* Dataset rows *
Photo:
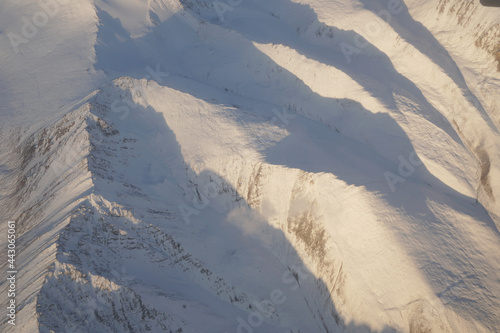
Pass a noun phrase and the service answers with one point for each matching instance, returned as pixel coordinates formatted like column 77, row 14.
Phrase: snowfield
column 251, row 166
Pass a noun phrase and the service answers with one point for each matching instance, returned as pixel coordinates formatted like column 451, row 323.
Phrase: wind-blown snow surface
column 252, row 166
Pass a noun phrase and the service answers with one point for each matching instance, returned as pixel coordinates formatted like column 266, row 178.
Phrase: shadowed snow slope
column 251, row 166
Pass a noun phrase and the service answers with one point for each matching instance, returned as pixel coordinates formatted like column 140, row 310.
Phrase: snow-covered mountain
column 251, row 166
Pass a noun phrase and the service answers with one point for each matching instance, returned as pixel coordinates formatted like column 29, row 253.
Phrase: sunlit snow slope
column 251, row 165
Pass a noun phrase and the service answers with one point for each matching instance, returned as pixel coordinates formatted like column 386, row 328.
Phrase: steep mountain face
column 252, row 166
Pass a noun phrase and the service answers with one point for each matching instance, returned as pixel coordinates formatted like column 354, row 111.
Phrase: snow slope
column 243, row 166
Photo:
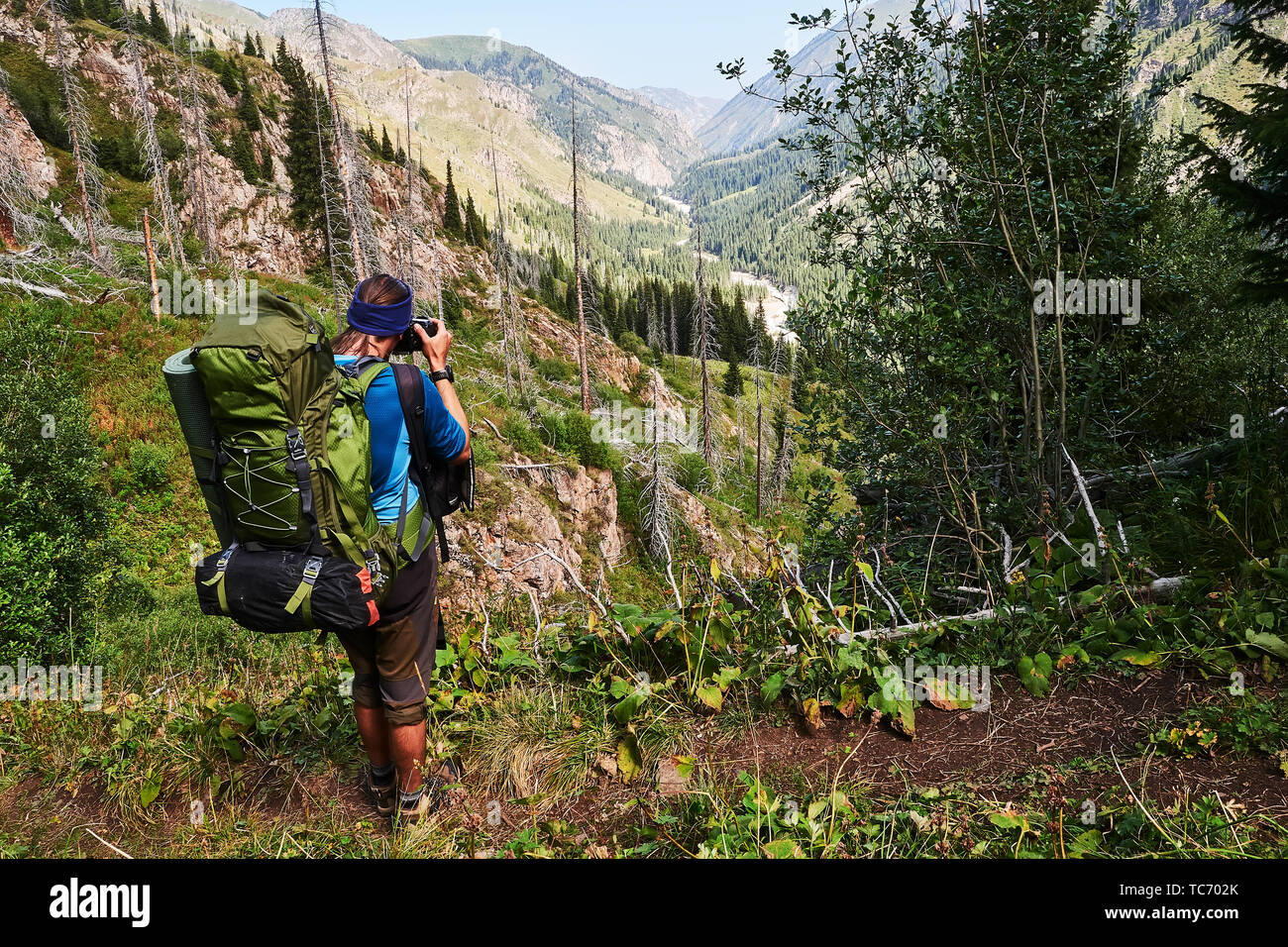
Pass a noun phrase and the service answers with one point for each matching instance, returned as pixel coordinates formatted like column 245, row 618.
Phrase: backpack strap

* Aim *
Print the records above exactly as they stand, but leave out the pictures.

* Exercise solution *
Photo:
Pass a noun phrase and the service answers with one point for each matching instance, returned as pixel coordinates formatted like column 77, row 14.
Phrase: snowfield
column 251, row 166
Pass a noun phrase and the service answers with one point for each matching instance, returned as pixel coordinates formatted like column 451, row 323.
Phrase: wind-blown snow surface
column 252, row 166
Pass a noun phrase and the service answers with one point for each matching instance, returned as pixel coordinates formatted like column 266, row 178.
Phrase: shadowed snow slope
column 251, row 166
Pass a noun phrase and the service answers with one point for each matching instance, returned as pixel coordinates formatted like column 140, row 310.
Phrase: snow-covered mountain
column 251, row 166
Pass a noun phrase and the service answers with one point for each matching instance, returned as pixel coordinates formatted like column 29, row 253.
Phrase: sunlit snow slope
column 251, row 165
Pass a noun phrase and the service answers with one point for each matching instance, returned as pixel coordinates formatted like column 386, row 328.
Phrase: steep mountain face
column 252, row 166
Pass a noun phrase and the service answers with one point for each matching instance, returned as pixel coordinates formatted like column 354, row 111.
Phrase: snow slope
column 243, row 166
Photo:
Pass a noun phrase and the service answers with one point for each matching instance, returned as pixel coordinates formatted like column 245, row 618.
Phrase: backpack strap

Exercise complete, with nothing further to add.